■ What is being asked ■
Reproduce the following lines verbatim, every one of them, from first to last.

----- Records for the task -----

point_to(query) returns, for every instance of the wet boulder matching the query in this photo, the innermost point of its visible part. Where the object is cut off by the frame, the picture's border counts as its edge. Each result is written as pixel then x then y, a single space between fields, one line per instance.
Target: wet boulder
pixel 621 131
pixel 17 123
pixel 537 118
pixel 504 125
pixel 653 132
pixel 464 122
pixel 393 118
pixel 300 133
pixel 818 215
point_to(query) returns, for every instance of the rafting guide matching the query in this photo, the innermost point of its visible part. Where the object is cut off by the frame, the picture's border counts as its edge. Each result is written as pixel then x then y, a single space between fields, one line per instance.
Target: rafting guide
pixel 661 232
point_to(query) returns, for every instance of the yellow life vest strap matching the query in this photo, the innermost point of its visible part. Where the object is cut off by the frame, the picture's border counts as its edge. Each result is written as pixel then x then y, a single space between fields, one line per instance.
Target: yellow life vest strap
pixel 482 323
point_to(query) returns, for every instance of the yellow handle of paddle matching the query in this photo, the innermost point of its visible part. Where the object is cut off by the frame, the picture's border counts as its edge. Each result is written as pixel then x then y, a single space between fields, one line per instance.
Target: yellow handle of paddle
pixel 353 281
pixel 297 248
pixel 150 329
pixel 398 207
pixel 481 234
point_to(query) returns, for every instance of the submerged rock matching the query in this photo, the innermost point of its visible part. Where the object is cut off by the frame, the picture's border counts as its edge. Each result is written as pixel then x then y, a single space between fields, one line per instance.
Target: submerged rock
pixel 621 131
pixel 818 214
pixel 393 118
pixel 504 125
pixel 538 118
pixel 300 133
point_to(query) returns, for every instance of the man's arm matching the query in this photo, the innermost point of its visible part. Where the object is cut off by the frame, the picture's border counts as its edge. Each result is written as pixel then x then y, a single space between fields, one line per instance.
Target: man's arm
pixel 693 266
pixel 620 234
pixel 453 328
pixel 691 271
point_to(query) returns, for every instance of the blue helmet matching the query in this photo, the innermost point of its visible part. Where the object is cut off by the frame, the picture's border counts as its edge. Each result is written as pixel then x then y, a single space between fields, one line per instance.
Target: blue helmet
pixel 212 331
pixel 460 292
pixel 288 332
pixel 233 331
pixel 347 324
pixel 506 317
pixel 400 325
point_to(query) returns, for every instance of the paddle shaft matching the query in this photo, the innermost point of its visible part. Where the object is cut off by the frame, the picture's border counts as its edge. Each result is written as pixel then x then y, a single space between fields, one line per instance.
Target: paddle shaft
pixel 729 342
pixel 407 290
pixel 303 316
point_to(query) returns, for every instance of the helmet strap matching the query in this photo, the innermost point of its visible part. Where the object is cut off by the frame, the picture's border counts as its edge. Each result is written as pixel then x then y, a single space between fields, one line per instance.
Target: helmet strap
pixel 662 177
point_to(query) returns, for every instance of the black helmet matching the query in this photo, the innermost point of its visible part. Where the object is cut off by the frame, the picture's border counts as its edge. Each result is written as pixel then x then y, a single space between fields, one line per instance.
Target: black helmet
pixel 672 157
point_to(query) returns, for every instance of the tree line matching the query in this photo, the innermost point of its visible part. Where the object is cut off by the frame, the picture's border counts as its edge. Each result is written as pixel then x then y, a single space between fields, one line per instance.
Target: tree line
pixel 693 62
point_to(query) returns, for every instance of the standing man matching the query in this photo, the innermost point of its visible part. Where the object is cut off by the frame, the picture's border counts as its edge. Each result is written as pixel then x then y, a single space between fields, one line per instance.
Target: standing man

-----

■ Written reply ■
point_to(query) returns, for every instance of the wet boulder matching the query in this photo, the innermost point of its visible part. Where the object is cut off by the frame, the picture's border counts as its edge. Each result is written as pixel then x then y, a single space between fields, one line per instance.
Target: wet boulder
pixel 621 131
pixel 17 123
pixel 537 118
pixel 504 125
pixel 653 132
pixel 464 122
pixel 393 118
pixel 300 133
pixel 818 215
point_to(query) returns, for every instance of the rafting guide matching the query in this photo, the innermost point of its visible part. Where the object is cut off by the frame, the picture's border counts as its edge. Each result is written as pixel then x then y, a single space between fields, one line per instance.
Target: rafting guide
pixel 661 232
point_to(query) returns, for every instance of the yellow life vest strap matching the query in this photo, the innermost point of its visible part. Where the object is cut off by the frame, the picture's border counts as its edge. Each result is written as pixel then x then y, a single space between fields, one line per instance.
Target: yellow life vest strap
pixel 482 323
point_to(query) returns, for every instance of the yellow handle of paddle matching the query in this photo, the innermost point of its visible part. Where the object is cut off by the frame, the picture's border counts as its edge. Each result is written as pixel then x then y, a single space between fields, one line per instance.
Target: yellow handle of paddle
pixel 353 281
pixel 297 248
pixel 150 329
pixel 398 207
pixel 481 234
point_to(query) returns, for every instance of the submerged rock matching the query in this photo, the innermost point of its visible part. Where the object is cut off by the frame, the picture's border counts as its edge. Each result is written as pixel then x then y, a single space between fields, one line per instance.
Target: submerged rock
pixel 621 131
pixel 818 214
pixel 393 118
pixel 504 125
pixel 538 118
pixel 300 133
point_to(query) returns, for every instance of the man's arm matching the query in this photo, the innermost point of its visible part. Where the object is cut off by the frame, the picture's border counts as its edge. Each result is written as pixel then x then y, a single space between fields, one line per instance.
Target: man's arm
pixel 693 266
pixel 620 234
pixel 453 328
pixel 691 271
point_to(query) returns, for every instance of the blue helmet matching the query in this photo, the innermost point of its visible part. Where the object is cut off by the frame, the picture's border counts as its edge. Each result is written as pixel then x then y, a single space between fields, one line per instance.
Target: blue helmet
pixel 212 331
pixel 460 292
pixel 288 332
pixel 233 331
pixel 347 324
pixel 506 317
pixel 400 325
point_to(query) returns, for every instance of the paddle shaft matching the query in this photo, the innermost point of its visible part. Where the object is cut off by the frame, the picture's border counts as its edge. Each result is written as pixel then x then y, a single space between fields, one line per instance.
Target: paddle shaft
pixel 729 342
pixel 407 290
pixel 303 316
point_to(query) returns, for every instance of the helmet strap matching the query in this photo, the innermost point of its visible part. Where the object is cut off by the frame, the picture's border counts as its edge. Each result is written as pixel then x then y, a single space between fields, one line per instance.
Target: helmet strap
pixel 662 177
point_to(query) returns, for every instance of the black helmet matching the query in this photo, the innermost point of its visible part. Where the object is cut off by the frame, the picture's border counts as its edge. Each result is written as pixel then x then y, a single space between fields, one line per instance.
Target: black helmet
pixel 672 157
point_to(query) returns, for every instance of the tree line matching the query in this photo, the innermost point of its visible part. Where the object is cut off by the frame, the picture's border counts as its edge. Each result is written as pixel then x then y, a single space between fields, one line per instance.
Target: tree line
pixel 693 62
point_to(query) returns, for every instance of the standing man matching the query in this photo, the innermost point of its visible part. Where the object is cut off by the frame, the picture's border counts as its edge. Each result is written as pixel then x then y, a single space between fields, one line per instance.
Target: standing man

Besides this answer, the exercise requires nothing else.